Data excerpts:

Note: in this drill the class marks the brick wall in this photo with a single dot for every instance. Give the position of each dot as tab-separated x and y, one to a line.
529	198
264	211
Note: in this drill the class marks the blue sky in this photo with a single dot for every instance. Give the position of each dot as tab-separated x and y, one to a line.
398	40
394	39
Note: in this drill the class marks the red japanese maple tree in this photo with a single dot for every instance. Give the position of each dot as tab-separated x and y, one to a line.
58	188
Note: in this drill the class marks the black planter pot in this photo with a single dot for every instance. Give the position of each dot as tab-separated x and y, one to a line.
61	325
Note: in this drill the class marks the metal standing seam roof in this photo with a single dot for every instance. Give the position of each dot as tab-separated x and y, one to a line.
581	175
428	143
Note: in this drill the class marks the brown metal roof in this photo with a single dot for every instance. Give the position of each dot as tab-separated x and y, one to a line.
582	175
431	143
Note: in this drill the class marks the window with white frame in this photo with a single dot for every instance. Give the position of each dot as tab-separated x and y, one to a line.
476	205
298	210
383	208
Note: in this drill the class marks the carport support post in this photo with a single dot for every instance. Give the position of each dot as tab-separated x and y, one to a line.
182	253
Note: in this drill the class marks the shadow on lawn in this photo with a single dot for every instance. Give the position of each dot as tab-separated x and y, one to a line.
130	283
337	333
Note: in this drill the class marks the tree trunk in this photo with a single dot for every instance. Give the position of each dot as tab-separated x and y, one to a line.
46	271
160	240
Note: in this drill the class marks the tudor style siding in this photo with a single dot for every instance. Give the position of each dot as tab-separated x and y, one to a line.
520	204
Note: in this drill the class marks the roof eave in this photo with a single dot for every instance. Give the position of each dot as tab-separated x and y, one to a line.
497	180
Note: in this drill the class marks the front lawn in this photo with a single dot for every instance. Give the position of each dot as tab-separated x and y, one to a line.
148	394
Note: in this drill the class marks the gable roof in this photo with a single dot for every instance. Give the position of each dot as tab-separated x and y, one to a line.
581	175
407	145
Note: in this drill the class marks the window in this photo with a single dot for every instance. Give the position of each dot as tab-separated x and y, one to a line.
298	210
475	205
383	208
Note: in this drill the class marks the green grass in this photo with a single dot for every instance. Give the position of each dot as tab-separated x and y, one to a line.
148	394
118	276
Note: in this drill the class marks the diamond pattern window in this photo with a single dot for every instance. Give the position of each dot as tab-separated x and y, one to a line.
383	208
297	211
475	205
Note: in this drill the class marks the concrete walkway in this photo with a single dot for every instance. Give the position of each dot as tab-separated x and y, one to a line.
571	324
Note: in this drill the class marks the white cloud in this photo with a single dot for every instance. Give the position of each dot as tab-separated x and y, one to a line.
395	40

Set exercise: Reproduce the full listing above verbatim, keeping every line in its original order.

Solution to the exercise:
Note: in this drill the class marks the brick wall in this photo with a single dot for every instance. Give the position of each dot as tab-separated x and y, one to a line.
529	198
264	211
Note: in this drill the class marks the blue sky in this photo with a single dot for every instance. Give the position of each dot as tab-separated x and y, one to a line.
398	40
394	39
Note: in this drill the class marks the red japanese maple tree in this photo with a single dot for every instance. Give the position of each dot as tab-separated x and y, one to a line.
58	188
Note: in this drill the class marks the black planter pot in this photo with a single dot for every instance. Give the position of each dot as tab-separated x and y, one to a line.
61	325
Note: in this drill the class marks the metal standing seam roof in this photo with a single dot for every instance. Give the position of each dot as tab-separated x and y, one to a line.
581	175
428	143
Note: in this drill the class marks the brown metal roof in this photo with a single dot for every instance. Give the position of each dot as tab-separated x and y, one to a line.
582	175
431	143
Note: in this drill the class marks the window with white frame in this photo with a single dot for every instance. Give the position of each dot as tab-separated x and y, one to a line.
476	205
298	210
383	208
Note: in this drill the class marks the carport support post in this photo with a single dot for every instance. Give the position of each dot as tab-separated x and y, one to a line.
182	253
Note: in this drill the class marks the shadow on lawn in this photo with a single dot for every instance. Give the position of each dot as tab-separated x and y, one to a line.
130	283
337	333
Note: in this drill the class marks the tree trunk in this photo with a single dot for every instance. Give the position of each dot as tab-separated x and y, one to a line.
46	271
160	240
Note: in this drill the class marks the tudor style siding in this photo with a single dot for every instance. Give the position of each dot as tab-separated x and y, one to a line.
520	204
Note: in this drill the class marks the roof eave in this photo with a single dot for every instance. Give the position of each dot as tab-separated x and y, one to a line.
497	180
Note: in this drill the class marks the front lawn in this photo with a single dot for every instance. Give the position of each dot as tab-separated x and y, one to a line.
148	394
Note: in this drill the class marks the gable roof in this photo with a single dot for every instance. Give the position of each dot as tab-separated x and y, one to a line.
581	175
407	145
Note: in this drill the class marks the window in this photo with a single dot for every instance. Give the position of each dot as tab-separated x and y, one to a line.
298	210
475	205
383	208
Note: in this drill the class marks the green grass in this photo with a single dot for every instance. Give the position of each dot as tab-separated x and y, one to a line.
148	394
118	276
Note: in this drill the class marks the diamond pattern window in this photo with a single dot for every instance. Give the position of each dot as tab-separated x and y, one to a line.
383	208
297	211
475	205
Note: in this drill the class marks the concrete walkway in this photo with a single dot for every instance. Give the position of each dot as tab-separated x and y, one to a line.
571	324
Note: in this drill the class marks the white cloud in this photo with a single dot for every instance. Give the position of each dot as tab-separated x and y, one to a line.
395	40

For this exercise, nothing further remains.